Lines from the one containing "Target: green hedge" through the end of the entries below: set them down exactly, both ends included, with nothing added.

- - - - -

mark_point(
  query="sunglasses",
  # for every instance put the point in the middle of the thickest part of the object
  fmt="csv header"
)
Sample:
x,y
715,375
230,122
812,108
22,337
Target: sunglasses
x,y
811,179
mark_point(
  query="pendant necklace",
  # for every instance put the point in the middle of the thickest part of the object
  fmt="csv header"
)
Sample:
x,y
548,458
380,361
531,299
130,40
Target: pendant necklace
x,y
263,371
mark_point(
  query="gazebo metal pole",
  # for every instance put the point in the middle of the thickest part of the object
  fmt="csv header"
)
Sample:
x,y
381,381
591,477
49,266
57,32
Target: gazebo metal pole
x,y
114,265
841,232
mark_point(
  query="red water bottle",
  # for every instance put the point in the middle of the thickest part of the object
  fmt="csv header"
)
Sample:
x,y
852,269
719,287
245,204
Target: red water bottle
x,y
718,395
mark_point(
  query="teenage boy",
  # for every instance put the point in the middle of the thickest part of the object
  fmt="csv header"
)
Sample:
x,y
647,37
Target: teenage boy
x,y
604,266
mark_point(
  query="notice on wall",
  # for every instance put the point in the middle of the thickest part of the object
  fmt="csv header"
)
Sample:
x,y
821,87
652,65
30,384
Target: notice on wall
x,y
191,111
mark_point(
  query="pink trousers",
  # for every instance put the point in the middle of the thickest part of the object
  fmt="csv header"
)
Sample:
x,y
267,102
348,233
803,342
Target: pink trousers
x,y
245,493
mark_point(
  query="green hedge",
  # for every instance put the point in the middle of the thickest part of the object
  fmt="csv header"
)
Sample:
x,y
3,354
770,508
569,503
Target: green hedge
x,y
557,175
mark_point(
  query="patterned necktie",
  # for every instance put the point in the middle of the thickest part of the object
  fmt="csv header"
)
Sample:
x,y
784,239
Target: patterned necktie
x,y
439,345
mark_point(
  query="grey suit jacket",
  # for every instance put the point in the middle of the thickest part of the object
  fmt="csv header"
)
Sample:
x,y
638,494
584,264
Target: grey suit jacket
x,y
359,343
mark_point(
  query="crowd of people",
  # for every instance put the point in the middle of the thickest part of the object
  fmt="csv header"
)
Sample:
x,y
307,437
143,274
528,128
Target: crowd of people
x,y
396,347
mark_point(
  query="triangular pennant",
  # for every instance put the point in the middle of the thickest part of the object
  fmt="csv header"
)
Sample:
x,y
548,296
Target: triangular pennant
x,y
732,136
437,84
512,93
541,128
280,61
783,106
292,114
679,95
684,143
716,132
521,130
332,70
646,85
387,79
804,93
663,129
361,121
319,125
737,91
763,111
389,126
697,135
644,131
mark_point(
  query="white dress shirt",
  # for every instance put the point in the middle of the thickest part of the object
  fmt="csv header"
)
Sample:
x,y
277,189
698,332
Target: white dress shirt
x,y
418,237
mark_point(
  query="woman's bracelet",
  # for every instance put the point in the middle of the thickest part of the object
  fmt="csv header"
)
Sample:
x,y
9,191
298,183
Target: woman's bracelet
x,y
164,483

- - - - -

§ **Result for this exercise**
Target: green hedge
x,y
557,175
mark_point(
  query="patterned necktie",
  # for every instance put the point in the middle of the thickest part of the object
  fmt="csv header"
)
Sample:
x,y
784,239
Target: patterned necktie
x,y
439,345
mark_point(
  query="grey suit jacket",
  # for every instance put the point in the middle of the thickest part of the object
  fmt="csv header"
)
Sample:
x,y
638,494
584,264
Target: grey suit jacket
x,y
359,343
mark_point(
  query="crowd of people",
  # for every instance put the point in the middle of the thickest part of the object
  fmt="csv header"
)
Sample:
x,y
307,437
143,274
528,128
Target: crowd of people
x,y
396,347
mark_point(
  query="triangular pennant",
  # for every instance put the point in the middle of the thickest part of the object
  fmt="csv header"
)
Sample:
x,y
548,296
Target: triangular pennant
x,y
732,136
437,84
512,93
541,128
280,61
783,106
292,114
679,95
684,143
716,132
521,130
332,70
646,85
387,79
804,93
663,129
361,121
319,125
737,91
763,111
389,126
697,135
644,131
mark_point(
  query="white dress shirt",
  # for every instance put the point in the middle of the thickest part of the object
  fmt="csv header"
)
Sample:
x,y
277,189
698,332
Target: white dress shirt
x,y
418,237
mark_point(
  query="woman's bracelet",
  # for every instance put the point in the middle of the thickest part of the object
  fmt="csv header"
)
Sample:
x,y
9,191
298,183
Target: woman's bracelet
x,y
164,483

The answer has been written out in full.